* _DIRECTIVES_
(1) Please condense the paragraph in the payments article that begins "Vodacom Tanzania has introduced" into a short bulleted list that keeps its main facts.
(2) Write the next paragraph of the payments article, following on from its final sentence.

* _PAGE TEXT_
Tech • 6h ago
Tanzania leads Africa’s contactless payment shift
តាមរាបសួរ,
Victoria from Techpoint here,
Here’s what I’ve got for you today:
Tanzania leads Africa’s contactless payment shift
Why fintechs are expanding beyond one product
Lawmakers probe Showmax shutdown fallout
Tanzania leads Africa’s contactless payment shift
Contactless and cashless payment through qr code and mobile banking
Paying with mobile money in Africa is about to feel a lot more like tapping your debit card at a POS terminal. In Tanzania, that shift is already happening, and it could signal where payments across the continent are headed next.
Vodacom Tanzania has introduced Africa’s first mobile money tap-to-pay feature on M-Pesa, allowing users to make contactless payments directly from their phones. The feature works through a virtual Visa card embedded in the M-Pesa app, meaning users can simply tap their phones on payment terminals anywhere Visa is accepted – no physical card needed.

* _INFORMATION PROVIDED_

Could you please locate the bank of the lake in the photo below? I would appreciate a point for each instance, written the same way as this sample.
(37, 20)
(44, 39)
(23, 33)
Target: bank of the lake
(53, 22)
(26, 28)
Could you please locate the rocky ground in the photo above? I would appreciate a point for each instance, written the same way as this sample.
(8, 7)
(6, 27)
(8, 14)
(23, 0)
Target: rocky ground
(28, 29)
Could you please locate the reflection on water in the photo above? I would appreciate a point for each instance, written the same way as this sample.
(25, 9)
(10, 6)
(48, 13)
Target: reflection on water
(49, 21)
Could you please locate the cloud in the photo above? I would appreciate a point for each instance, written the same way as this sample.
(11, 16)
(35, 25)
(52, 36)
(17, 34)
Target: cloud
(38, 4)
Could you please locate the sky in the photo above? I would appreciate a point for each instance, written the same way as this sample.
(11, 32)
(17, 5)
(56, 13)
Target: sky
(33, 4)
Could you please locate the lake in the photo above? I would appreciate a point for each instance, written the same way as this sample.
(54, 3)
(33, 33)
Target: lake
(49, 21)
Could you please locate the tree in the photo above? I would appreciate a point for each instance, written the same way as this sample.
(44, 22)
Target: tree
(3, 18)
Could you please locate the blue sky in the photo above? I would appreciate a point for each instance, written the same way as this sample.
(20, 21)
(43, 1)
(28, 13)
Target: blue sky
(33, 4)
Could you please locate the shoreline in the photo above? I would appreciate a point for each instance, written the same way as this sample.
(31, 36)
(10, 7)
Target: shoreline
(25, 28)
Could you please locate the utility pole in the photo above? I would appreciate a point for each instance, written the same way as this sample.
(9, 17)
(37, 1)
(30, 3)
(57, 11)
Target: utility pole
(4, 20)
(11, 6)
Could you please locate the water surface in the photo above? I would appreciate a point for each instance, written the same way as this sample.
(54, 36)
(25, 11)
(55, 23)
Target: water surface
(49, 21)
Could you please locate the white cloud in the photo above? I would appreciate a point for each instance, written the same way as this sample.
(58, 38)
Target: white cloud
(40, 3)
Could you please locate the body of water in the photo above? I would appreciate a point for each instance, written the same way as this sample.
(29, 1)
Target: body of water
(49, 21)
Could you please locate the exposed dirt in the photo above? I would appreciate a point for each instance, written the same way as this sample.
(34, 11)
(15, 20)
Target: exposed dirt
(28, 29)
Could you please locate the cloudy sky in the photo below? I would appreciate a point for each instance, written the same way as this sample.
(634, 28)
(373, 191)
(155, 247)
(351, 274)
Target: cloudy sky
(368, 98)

* _RESULTS OF THE EXERCISE_
(1)
- Vodacom Tanzania has launched Africa's first mobile money tap-to-pay feature on M-Pesa.
- Users can make contactless payments directly from their phones.
- The feature runs on a virtual Visa card built into the M-Pesa app.
- Users tap their phones on payment terminals wherever Visa is accepted, with no physical card needed.

(2)
What this means is that mobile money is evolving beyond transfers and bill payments into something closer to a full banking alternative. Instead of entering PINs or USSD codes, users can now pay instantly at checkout, while businesses get faster and more secure transactions. It also plugs M-Pesa into global payment rails, connecting Tanzanian users to international merchants and markets.
It matters because Tanzania is already one of Africa’s strongest mobile money markets, with millions relying on M-Pesa daily. Adding contactless payments makes the system more competitive with traditional banking and card networks, while also improving financial inclusion for people who may never own a bank card but already have a mobile wallet.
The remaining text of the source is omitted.